▶ _Extrait du texte_
== == ==
La vaccination en cours a déjà permis de baisser les contaminations. A titre d’exemple, depuis le lancement de la campagne de masse le 5 mars 2021, dixième semaine de cette année qui a battu le record du nombre hebdomadaire de cas confirmés avec 1026 personnes, on assiste à une baisse constante des contaminations liées au Covid-19. (Voir graphique).

Décidé à poursuivre sa campagne malgré des réticences, l’Agence nationale de sécurité sanitaire, a entamé la vaccination à l’intérieur du pays. Un premier lot de 310.000 doses de vaccins Covid-19 a été acheminé dans les 33 préfectures et l’opération est en cours depuis le 23 avril dernier. Elle se déroulait jusque-là uniquement à Conakry.
== == ==
▶ _Consignes à suivre_
1. Restituez à l'identique le passage de l'extrait sur la vaccination contre le Covid-19 allant de « La vaccination en » jusqu'à « uniquement à Conakry. » inclus.
2. D'après l'extrait sur la vaccination contre le Covid-19, combien de doses comptait le premier lot acheminé dans les préfectures ?
3. Prolongez l'extrait sur la vaccination contre le Covid-19 au-delà de sa dernière phrase.

Entrées de données enregistrées
== == ==
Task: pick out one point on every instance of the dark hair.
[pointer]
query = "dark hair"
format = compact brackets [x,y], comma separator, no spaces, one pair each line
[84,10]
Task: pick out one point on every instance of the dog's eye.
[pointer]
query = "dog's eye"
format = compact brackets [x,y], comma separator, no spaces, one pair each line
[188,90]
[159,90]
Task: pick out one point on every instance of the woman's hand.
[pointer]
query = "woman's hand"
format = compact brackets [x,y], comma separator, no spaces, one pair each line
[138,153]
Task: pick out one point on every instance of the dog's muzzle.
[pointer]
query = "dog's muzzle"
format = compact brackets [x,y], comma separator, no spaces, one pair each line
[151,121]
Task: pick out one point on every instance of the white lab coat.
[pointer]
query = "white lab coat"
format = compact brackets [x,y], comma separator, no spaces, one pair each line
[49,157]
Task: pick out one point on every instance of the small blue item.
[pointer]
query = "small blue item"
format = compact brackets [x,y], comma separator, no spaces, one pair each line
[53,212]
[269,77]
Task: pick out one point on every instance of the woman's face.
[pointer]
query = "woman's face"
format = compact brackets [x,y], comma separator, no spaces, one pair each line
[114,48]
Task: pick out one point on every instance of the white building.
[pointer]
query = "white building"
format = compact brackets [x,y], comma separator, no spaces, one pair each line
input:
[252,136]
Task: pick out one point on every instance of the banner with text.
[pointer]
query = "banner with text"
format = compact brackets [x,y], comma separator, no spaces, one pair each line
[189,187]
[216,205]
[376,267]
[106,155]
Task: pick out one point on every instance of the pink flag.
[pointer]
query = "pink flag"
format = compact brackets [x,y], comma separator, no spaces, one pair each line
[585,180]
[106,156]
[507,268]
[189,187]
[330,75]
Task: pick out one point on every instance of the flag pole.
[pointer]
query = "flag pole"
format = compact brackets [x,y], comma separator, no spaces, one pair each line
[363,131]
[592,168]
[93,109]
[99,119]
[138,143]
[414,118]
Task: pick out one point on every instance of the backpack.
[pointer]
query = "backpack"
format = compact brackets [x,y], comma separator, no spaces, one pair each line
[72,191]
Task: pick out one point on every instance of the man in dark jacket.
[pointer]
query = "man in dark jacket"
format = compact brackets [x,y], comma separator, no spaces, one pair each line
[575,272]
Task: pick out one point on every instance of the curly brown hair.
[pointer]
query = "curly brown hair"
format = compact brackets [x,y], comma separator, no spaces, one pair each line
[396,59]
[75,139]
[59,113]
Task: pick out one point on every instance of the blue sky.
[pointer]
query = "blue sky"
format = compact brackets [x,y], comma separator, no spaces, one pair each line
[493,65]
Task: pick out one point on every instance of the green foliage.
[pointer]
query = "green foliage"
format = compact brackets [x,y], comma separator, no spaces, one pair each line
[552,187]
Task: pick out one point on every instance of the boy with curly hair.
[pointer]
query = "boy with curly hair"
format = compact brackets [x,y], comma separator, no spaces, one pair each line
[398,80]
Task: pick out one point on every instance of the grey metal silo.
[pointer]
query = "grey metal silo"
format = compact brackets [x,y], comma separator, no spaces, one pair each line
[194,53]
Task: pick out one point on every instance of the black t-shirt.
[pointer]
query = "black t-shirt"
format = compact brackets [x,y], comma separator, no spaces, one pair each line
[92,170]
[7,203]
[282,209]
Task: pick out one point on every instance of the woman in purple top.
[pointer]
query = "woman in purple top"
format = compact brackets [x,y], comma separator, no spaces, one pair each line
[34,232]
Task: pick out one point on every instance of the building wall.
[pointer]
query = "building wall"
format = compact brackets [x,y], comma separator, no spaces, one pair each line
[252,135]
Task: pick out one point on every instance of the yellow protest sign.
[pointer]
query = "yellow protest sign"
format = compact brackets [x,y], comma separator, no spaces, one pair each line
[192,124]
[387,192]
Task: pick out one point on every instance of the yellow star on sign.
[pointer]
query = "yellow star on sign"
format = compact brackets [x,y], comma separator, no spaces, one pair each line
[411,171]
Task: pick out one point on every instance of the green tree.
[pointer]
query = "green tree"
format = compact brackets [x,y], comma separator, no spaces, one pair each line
== == ==
▶ _Réponses par consigne_
1.
La vaccination en cours a déjà permis de baisser les contaminations. A titre d’exemple, depuis le lancement de la campagne de masse le 5 mars 2021, dixième semaine de cette année qui a battu le record du nombre hebdomadaire de cas confirmés avec 1026 personnes, on assiste à une baisse constante des contaminations liées au Covid-19. (Voir graphique).

Décidé à poursuivre sa campagne malgré des réticences, l’Agence nationale de sécurité sanitaire, a entamé la vaccination à l’intérieur du pays. Un premier lot de 310.000 doses de vaccins Covid-19 a été acheminé dans les 33 préfectures et l’opération est en cours depuis le 23 avril dernier. Elle se déroulait jusque-là uniquement à Conakry.

2. 310.000 doses.

3.
Pour sa campagne de vaccination, la Guinée a déjà réceptionné près d’un million de doses de vaccins contre le Covid-19 (Spoutnik V, Sinopharm, Sinovac et AstraZeneca). En plus de l’initiative Covax et de l’aide de pays « amis » comme la Chine, la Guinée, à travers l’Agence nationale de sécurité sanitaire, a indiqué avoir déjà dépensé 7 millions de dollars, soit plus de trois milliards de FCFA, pour l’achat des vaccins.
Afin d’obtenir une « immunité collective », la Guinée entend vacciner plus de cinq millions de personnes, soit un peu moins de la moitié de sa population estimée à 12 millions d’habitants en 2021 par l’Institut national des statistiques.